» The data
^^^^^^^^
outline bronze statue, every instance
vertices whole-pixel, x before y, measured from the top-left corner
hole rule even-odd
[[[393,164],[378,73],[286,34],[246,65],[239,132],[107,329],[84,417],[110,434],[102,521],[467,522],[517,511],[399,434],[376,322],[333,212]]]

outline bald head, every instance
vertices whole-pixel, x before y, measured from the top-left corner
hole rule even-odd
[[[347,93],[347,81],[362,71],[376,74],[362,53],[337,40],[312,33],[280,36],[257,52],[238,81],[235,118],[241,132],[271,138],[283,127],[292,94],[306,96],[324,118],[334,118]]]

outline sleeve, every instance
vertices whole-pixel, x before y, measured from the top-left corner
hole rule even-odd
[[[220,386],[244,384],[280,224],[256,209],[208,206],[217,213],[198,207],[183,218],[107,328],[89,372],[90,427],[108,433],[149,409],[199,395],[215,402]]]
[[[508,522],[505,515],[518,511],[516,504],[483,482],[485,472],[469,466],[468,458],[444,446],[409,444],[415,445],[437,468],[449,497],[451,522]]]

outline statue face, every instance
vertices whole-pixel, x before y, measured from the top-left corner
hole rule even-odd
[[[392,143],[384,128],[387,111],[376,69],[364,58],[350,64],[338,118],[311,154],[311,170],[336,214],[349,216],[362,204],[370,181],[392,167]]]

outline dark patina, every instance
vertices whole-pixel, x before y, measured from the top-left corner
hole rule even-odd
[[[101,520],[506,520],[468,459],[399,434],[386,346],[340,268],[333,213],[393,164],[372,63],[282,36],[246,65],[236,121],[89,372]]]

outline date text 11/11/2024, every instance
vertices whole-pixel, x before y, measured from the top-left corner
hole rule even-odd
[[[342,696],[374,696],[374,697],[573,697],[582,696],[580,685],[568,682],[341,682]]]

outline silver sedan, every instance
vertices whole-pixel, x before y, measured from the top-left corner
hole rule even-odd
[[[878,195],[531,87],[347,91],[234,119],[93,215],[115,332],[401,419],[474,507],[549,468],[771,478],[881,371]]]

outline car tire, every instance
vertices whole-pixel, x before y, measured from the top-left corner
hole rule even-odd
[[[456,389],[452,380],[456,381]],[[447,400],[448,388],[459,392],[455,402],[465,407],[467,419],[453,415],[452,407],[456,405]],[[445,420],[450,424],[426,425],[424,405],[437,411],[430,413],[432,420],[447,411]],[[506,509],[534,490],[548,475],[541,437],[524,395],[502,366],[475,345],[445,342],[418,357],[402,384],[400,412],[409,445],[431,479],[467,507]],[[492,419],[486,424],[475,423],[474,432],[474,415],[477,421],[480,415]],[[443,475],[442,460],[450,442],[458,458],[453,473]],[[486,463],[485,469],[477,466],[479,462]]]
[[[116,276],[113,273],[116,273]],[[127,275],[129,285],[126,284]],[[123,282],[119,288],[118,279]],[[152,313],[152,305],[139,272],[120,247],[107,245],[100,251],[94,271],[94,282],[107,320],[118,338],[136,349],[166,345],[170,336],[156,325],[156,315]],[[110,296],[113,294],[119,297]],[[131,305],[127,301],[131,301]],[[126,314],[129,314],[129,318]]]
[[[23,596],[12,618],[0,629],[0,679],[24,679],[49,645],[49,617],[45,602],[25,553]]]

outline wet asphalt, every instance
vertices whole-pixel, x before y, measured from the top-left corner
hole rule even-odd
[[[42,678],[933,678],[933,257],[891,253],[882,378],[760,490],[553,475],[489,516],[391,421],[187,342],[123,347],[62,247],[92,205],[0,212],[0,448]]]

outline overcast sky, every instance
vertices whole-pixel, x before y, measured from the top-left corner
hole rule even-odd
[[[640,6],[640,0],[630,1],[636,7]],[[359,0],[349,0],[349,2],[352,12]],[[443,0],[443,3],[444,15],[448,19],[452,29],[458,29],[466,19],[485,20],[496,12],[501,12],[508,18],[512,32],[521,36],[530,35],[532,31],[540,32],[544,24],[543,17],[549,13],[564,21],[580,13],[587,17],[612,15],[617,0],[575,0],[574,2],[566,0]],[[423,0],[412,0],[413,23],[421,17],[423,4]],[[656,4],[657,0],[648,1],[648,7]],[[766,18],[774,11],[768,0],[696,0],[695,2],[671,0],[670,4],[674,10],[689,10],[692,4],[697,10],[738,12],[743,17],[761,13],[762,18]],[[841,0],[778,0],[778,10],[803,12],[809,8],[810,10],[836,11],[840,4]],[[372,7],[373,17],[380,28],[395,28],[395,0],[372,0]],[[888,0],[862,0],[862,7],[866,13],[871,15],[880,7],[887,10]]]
^^^^^^^^
» Your goal
Nothing should be left out: repeat all of the data exactly.

» Solution for this task
outline bronze statue, every instance
vertices whole-pixel, x before y, measured from the top-left corner
hole rule even-odd
[[[393,164],[378,73],[286,34],[246,65],[239,132],[107,329],[84,417],[110,434],[102,521],[467,522],[517,511],[399,434],[376,322],[333,212]]]

outline bald head, every instance
vertices whole-pixel, x before y, measured from the top-left corner
hole rule even-odd
[[[347,93],[347,81],[362,71],[376,74],[362,53],[337,40],[312,33],[280,36],[257,52],[238,81],[235,118],[241,132],[271,138],[283,127],[292,94],[306,96],[324,118],[334,118]]]

outline sleeve, every instance
vertices whole-pixel, x before y, measured from the top-left corner
hole rule even-odd
[[[220,386],[244,384],[280,224],[256,209],[208,206],[217,213],[198,207],[183,218],[107,328],[89,372],[90,427],[108,433],[149,409],[199,395],[215,402]]]
[[[508,522],[505,515],[518,511],[516,504],[483,482],[485,472],[469,466],[468,458],[444,446],[409,444],[415,445],[437,468],[449,497],[451,522]]]

outline statue face, every instance
vertices whole-pixel, x before y, measured from the top-left corner
hole rule even-odd
[[[392,143],[384,128],[387,111],[376,69],[364,58],[350,64],[338,118],[311,154],[311,170],[336,214],[349,216],[362,204],[370,181],[392,167]]]

outline dark patina, every instance
vertices whole-pixel, x before y, measured from the top-left corner
hole rule even-odd
[[[101,520],[506,520],[468,459],[399,434],[386,346],[340,268],[333,213],[393,164],[372,63],[282,36],[246,65],[236,121],[89,372]]]

outline date text 11/11/2024, every instance
vertices whole-pixel, x before y, measured from the top-left corner
hole rule even-odd
[[[342,696],[374,696],[374,697],[573,697],[582,696],[580,685],[568,682],[341,682]]]

outline silver sedan, every instance
vertices whole-pixel, x before y, measured from the top-left corner
hole rule even-odd
[[[878,195],[531,87],[347,91],[234,119],[93,215],[115,332],[401,419],[474,507],[549,468],[771,478],[881,371]]]

outline car tire, every instance
vertices whole-pixel, x before y, measured from the top-left corner
hole rule even-odd
[[[456,389],[452,380],[456,381]],[[447,400],[448,388],[459,392],[455,402],[465,407],[467,419],[453,415],[452,407],[456,405]],[[445,420],[450,424],[426,425],[424,405],[437,411],[430,413],[432,420],[447,411]],[[506,509],[534,490],[548,475],[541,437],[524,395],[502,366],[475,345],[445,342],[418,357],[402,384],[400,412],[409,445],[431,479],[467,507]],[[492,419],[486,424],[475,423],[474,432],[474,415],[477,421],[480,415]],[[443,475],[442,460],[450,442],[458,458],[453,473]],[[486,463],[485,469],[477,466],[479,462]]]
[[[116,276],[113,273],[116,273]],[[127,275],[129,285],[126,284]],[[123,282],[119,288],[118,279]],[[152,313],[152,305],[139,272],[120,247],[107,245],[100,251],[94,271],[94,282],[107,320],[118,338],[136,349],[166,345],[170,336],[156,325],[156,315]],[[110,296],[113,294],[119,297]],[[131,305],[127,301],[131,301]],[[126,314],[129,314],[129,318]]]
[[[23,596],[12,618],[0,629],[0,679],[24,679],[49,645],[49,617],[45,602],[25,553]]]

outline wet asphalt, every instance
vertices whole-pixel, x before y, measured from the top-left corner
hole rule even-odd
[[[42,678],[933,678],[933,257],[891,253],[882,378],[760,490],[553,475],[489,516],[391,421],[187,342],[123,347],[62,247],[92,205],[0,212],[0,448]]]

outline overcast sky, every instance
vertices whole-pixel, x before y, measured from the top-left corner
hole rule even-odd
[[[640,6],[640,0],[630,1],[636,7]],[[359,0],[349,0],[349,2],[352,12]],[[443,0],[443,3],[444,15],[448,19],[452,29],[458,29],[466,19],[485,20],[496,12],[501,12],[508,18],[512,32],[521,36],[530,35],[532,31],[540,32],[544,24],[543,17],[549,13],[564,21],[580,13],[587,17],[612,15],[617,0],[575,0],[574,2],[566,0]],[[423,0],[412,0],[413,23],[421,17],[423,4]],[[656,4],[657,0],[648,1],[648,7]],[[766,18],[774,11],[768,0],[696,0],[695,2],[671,0],[670,4],[674,10],[689,10],[692,4],[697,10],[738,12],[743,17],[761,13],[762,18]],[[841,0],[778,0],[778,10],[803,12],[809,8],[810,10],[836,11],[840,4]],[[372,7],[373,17],[380,28],[395,28],[395,0],[372,0]],[[888,0],[862,0],[862,7],[866,13],[871,15],[880,7],[887,10]]]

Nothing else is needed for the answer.